─── Data section ───

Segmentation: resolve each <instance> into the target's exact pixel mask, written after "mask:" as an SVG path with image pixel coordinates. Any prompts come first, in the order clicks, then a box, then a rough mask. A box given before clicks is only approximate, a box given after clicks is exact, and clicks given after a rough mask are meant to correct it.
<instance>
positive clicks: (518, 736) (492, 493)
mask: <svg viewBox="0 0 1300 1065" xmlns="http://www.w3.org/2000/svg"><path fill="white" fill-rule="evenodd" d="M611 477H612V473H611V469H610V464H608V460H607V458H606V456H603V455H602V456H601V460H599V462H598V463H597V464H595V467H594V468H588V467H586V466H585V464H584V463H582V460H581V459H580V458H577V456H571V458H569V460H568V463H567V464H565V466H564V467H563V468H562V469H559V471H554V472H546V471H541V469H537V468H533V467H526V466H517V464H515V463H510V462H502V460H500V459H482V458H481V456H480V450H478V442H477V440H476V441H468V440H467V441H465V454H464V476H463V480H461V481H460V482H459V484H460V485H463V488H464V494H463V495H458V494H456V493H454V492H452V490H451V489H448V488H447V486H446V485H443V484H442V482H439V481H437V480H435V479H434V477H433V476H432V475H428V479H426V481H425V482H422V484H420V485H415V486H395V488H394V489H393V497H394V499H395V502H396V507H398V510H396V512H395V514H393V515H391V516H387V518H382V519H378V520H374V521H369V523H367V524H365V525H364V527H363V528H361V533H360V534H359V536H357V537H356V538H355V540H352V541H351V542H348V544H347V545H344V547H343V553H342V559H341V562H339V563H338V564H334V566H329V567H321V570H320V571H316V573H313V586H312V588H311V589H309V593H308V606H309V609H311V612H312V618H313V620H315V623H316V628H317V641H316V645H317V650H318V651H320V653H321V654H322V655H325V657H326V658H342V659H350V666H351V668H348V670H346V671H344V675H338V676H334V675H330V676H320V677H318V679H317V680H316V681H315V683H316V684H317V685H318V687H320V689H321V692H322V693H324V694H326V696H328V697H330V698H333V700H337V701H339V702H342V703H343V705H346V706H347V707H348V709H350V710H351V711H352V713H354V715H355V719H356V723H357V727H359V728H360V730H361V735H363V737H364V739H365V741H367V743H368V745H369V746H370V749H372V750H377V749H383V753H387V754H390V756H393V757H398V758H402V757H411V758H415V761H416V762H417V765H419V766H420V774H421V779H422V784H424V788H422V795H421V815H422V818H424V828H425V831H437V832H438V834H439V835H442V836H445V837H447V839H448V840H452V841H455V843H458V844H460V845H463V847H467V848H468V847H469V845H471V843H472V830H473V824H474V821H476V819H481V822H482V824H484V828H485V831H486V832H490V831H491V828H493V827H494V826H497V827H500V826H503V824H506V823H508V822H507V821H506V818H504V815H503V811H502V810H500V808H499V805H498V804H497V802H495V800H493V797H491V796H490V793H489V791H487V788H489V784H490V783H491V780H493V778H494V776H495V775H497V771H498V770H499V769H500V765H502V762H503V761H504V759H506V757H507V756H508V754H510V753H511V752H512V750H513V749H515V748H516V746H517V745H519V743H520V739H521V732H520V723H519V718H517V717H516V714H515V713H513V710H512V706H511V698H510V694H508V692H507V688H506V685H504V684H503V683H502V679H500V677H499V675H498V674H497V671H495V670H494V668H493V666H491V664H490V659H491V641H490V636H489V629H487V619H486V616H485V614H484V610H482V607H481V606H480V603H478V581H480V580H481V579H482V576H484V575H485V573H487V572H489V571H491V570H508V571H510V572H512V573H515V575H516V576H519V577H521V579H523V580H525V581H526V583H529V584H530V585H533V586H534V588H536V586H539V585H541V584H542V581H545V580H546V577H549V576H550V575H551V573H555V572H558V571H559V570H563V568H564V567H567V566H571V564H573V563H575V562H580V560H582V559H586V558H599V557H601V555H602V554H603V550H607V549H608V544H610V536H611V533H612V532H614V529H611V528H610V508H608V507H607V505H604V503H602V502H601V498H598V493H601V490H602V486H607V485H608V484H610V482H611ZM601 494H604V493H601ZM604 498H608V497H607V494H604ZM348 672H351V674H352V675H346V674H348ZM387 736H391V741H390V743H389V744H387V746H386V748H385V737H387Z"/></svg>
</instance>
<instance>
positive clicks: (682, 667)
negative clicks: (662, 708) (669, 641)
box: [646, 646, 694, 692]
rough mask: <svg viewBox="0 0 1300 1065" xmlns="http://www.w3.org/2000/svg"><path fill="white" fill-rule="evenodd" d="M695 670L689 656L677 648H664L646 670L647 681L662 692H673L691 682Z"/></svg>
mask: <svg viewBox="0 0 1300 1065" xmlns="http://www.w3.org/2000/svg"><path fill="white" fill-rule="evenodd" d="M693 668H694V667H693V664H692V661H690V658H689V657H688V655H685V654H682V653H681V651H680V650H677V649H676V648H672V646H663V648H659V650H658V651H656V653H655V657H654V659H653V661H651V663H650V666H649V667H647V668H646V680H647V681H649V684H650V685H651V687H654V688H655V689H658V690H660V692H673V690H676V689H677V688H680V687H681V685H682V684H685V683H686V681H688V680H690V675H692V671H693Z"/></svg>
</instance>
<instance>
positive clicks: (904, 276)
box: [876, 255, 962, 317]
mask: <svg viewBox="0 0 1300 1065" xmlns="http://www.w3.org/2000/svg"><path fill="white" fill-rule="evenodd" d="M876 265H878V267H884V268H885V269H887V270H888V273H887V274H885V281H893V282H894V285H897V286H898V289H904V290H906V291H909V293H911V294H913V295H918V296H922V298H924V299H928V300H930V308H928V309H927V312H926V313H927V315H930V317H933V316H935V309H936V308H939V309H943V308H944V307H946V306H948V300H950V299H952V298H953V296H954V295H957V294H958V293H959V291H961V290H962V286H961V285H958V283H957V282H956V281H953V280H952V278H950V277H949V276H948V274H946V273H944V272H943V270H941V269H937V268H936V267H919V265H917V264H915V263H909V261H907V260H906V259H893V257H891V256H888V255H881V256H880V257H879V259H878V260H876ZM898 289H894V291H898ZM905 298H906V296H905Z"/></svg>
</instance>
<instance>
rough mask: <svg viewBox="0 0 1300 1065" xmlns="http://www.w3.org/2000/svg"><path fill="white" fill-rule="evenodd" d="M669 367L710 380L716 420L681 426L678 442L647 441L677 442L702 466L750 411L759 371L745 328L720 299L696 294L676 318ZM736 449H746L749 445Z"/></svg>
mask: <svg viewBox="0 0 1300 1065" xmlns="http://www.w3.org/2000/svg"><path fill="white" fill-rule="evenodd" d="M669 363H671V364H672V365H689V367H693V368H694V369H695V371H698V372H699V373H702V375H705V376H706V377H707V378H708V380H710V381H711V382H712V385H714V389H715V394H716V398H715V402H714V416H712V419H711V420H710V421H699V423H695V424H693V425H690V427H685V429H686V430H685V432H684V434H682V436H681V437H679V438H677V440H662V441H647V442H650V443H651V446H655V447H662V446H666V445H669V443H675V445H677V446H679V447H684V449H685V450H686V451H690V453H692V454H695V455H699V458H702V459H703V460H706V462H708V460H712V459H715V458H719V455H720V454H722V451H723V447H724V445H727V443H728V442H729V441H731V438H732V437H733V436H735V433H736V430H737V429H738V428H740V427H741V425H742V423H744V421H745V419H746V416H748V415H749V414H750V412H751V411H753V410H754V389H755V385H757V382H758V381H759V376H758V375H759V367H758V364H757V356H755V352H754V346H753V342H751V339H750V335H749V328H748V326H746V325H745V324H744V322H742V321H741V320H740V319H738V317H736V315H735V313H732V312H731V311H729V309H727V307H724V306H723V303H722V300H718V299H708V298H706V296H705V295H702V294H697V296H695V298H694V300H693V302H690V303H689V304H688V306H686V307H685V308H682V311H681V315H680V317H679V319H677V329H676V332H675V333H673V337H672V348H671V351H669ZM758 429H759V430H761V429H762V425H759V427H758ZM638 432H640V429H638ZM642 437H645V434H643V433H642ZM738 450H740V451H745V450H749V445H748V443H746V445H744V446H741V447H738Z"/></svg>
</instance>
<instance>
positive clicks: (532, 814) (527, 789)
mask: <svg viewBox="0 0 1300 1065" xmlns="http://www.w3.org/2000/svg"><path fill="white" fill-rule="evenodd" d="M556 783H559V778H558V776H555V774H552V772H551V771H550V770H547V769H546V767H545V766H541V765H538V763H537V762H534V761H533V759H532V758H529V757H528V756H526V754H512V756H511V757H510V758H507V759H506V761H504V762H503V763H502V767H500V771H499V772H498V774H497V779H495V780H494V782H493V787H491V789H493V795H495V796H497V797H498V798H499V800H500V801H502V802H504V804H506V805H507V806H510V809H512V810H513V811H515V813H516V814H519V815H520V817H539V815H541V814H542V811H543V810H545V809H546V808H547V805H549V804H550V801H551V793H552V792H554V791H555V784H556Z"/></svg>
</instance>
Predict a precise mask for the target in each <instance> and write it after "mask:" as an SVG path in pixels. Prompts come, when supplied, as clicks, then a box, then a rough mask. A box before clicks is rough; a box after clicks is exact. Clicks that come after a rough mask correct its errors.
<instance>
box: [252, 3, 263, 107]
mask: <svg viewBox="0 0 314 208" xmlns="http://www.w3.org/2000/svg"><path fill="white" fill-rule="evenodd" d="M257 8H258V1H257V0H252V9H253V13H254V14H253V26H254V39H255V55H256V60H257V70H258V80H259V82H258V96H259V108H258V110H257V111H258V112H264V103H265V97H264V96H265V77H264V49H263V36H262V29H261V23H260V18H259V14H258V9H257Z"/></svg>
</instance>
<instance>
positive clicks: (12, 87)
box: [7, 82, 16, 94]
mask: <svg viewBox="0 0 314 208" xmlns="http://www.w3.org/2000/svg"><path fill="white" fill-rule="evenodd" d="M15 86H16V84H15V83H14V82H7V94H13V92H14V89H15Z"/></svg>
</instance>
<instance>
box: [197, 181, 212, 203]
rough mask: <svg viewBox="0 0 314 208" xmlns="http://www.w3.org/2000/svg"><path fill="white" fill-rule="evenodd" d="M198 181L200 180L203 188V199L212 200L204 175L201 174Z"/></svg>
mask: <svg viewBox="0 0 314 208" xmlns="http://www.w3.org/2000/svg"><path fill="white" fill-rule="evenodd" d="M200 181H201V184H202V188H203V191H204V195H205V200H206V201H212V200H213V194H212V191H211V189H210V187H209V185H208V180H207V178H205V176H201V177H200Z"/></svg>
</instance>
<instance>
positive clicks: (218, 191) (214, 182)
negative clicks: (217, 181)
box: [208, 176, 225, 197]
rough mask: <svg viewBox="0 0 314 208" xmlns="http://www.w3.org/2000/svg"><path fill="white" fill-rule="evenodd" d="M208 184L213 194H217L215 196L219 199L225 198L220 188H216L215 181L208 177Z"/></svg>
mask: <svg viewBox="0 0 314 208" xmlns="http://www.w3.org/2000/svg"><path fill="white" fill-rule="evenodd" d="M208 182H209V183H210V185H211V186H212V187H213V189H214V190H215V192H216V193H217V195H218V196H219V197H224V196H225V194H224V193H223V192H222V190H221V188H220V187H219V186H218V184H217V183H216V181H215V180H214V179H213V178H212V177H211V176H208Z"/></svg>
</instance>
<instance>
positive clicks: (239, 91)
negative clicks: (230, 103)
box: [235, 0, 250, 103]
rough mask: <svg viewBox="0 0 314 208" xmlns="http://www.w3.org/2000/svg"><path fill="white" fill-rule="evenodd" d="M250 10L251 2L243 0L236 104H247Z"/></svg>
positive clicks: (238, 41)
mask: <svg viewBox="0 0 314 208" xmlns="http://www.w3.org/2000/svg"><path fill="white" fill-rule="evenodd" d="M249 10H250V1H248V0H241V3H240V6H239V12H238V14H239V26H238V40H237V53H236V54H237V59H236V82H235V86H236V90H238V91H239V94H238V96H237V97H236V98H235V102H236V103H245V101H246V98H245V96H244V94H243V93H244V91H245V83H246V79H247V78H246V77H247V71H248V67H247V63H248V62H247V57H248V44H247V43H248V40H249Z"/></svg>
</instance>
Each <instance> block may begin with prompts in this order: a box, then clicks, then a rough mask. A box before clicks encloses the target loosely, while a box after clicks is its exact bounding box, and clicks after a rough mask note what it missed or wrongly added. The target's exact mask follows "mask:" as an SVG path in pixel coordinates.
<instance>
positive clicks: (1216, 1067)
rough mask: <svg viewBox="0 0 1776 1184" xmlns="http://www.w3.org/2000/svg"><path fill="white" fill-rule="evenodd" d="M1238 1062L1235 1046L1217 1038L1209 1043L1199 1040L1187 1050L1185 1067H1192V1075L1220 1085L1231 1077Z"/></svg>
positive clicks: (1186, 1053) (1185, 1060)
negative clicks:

───

● **Try it**:
Could you find every line in the records above that has the string "negative" and copy it?

● **Solution for this task**:
negative clicks: (662, 708) (669, 641)
negative clicks: (217, 181)
negative clicks: (230, 103)
negative clicks:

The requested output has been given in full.